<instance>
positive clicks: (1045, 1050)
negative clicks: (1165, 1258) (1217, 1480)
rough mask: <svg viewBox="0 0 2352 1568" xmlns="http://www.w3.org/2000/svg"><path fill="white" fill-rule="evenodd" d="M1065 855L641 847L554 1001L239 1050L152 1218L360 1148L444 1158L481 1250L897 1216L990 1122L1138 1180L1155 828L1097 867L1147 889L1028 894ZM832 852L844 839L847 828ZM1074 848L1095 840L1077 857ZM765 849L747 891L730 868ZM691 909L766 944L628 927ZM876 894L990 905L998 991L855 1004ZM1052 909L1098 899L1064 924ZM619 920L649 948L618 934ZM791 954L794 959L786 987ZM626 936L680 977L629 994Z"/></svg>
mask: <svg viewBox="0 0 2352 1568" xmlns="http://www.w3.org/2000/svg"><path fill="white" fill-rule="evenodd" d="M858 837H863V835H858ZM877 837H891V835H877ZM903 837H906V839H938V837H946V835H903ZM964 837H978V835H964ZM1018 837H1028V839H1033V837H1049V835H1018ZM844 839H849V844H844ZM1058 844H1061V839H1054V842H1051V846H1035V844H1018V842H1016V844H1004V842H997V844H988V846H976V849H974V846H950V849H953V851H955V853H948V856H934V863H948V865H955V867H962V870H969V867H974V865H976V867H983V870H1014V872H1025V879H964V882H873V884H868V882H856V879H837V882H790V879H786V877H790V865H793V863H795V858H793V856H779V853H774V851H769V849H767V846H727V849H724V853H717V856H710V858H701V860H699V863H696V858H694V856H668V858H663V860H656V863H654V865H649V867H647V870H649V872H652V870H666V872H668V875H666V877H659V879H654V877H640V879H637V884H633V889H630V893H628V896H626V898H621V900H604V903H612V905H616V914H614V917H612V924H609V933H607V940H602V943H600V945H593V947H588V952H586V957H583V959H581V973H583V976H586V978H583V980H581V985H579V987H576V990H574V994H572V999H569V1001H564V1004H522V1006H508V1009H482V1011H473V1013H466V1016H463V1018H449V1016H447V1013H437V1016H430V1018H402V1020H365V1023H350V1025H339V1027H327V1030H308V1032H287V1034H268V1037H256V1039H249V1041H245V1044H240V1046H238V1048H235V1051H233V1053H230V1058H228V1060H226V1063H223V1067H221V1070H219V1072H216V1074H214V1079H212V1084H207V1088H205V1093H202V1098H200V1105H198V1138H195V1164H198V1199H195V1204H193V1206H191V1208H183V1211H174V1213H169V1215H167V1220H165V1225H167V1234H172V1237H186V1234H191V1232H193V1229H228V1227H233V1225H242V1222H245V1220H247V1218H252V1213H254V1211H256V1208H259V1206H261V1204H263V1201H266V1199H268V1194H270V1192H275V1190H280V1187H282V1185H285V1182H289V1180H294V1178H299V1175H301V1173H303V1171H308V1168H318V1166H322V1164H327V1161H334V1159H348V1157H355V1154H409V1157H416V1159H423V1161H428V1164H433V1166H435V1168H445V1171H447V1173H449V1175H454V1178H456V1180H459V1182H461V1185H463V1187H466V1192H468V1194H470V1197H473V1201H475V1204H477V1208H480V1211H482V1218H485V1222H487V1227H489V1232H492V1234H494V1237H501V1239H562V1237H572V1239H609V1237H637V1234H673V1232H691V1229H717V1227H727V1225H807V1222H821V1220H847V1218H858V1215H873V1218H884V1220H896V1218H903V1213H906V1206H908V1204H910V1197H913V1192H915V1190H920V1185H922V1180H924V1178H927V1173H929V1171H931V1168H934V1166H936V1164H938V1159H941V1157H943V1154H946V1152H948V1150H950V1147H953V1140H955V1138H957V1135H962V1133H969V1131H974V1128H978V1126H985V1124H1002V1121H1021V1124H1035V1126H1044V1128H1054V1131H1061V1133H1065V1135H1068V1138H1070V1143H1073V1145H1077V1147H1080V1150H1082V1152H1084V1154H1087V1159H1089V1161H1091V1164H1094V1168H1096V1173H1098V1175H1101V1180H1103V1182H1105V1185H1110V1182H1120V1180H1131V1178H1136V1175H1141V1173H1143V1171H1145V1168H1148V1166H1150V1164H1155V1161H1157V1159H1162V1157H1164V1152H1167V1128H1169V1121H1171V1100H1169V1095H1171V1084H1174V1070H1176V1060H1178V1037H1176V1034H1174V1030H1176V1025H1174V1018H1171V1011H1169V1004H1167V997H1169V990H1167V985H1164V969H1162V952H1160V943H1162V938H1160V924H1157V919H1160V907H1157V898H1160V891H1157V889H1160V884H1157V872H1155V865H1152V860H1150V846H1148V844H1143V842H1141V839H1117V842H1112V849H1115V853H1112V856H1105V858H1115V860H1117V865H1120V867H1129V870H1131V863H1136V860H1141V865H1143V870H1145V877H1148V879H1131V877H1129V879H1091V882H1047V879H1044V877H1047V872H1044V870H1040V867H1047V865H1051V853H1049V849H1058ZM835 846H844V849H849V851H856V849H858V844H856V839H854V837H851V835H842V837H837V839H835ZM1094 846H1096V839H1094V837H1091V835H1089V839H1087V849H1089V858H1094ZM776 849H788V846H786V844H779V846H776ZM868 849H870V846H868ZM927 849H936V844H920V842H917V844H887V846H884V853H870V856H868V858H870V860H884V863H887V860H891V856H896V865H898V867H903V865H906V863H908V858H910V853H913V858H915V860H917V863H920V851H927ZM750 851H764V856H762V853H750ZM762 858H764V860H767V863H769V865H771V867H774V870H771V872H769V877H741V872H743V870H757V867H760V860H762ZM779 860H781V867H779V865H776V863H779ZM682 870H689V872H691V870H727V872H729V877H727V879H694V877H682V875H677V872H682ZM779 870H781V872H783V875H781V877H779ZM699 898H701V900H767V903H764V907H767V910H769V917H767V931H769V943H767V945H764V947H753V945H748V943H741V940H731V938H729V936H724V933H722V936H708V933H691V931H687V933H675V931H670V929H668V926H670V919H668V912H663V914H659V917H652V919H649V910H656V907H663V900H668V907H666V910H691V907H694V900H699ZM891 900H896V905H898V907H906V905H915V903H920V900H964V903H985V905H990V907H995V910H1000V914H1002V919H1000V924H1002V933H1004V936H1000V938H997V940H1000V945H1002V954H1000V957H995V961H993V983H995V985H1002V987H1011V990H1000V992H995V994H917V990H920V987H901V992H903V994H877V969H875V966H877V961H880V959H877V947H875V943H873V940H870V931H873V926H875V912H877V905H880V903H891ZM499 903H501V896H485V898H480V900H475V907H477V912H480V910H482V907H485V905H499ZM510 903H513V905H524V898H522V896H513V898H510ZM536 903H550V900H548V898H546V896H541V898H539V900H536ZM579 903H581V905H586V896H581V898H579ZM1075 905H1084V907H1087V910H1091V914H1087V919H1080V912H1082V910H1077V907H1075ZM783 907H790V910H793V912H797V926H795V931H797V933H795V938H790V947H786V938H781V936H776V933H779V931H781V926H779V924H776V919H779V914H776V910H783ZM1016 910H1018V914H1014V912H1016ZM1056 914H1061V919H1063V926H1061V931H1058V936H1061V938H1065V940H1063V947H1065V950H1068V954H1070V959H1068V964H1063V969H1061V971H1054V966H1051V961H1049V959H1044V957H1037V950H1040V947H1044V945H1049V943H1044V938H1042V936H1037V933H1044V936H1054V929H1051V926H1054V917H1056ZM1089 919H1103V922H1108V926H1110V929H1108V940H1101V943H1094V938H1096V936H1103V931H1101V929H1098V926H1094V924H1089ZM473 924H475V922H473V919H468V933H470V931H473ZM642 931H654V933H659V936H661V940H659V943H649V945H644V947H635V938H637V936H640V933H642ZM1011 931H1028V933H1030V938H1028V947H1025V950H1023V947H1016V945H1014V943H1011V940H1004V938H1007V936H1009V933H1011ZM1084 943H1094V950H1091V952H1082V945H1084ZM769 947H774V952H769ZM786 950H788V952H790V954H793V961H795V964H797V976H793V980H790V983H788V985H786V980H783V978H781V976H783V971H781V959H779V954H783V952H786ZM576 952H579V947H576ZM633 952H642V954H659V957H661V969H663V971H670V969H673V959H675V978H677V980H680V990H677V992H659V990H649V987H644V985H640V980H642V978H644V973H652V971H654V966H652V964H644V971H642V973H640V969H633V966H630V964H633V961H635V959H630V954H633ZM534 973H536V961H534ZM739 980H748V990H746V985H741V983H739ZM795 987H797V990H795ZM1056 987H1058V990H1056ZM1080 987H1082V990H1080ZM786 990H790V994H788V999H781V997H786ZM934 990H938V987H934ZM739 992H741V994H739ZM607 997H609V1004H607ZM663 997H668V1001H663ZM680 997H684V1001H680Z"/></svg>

-=-=-=-=-

#### OPDRACHT
Schrijf de regels woordelijk over, beginnend bij het begin van het materiaal en eindigend met de regel waarin "rough mask: <svg" staat, die regel inbegrepen. Geef alleen deze regels.

#### UITGEWERKTE OPLOSSING
<instance>
positive clicks: (1045, 1050)
negative clicks: (1165, 1258) (1217, 1480)
rough mask: <svg viewBox="0 0 2352 1568" xmlns="http://www.w3.org/2000/svg"><path fill="white" fill-rule="evenodd" d="M1065 855L641 847L554 1001L239 1050L152 1218L360 1148L444 1158L481 1250L897 1216L990 1122L1138 1180L1155 828L1097 867L1147 889L1028 894ZM832 852L844 839L847 828ZM1074 848L1095 840L1077 857ZM765 849L747 891L730 868ZM691 909L766 944L628 927ZM876 894L990 905L998 991L855 1004ZM1052 909L1098 899L1064 924ZM619 920L649 948L618 934ZM791 954L794 959L786 987ZM626 936L680 977L629 994Z"/></svg>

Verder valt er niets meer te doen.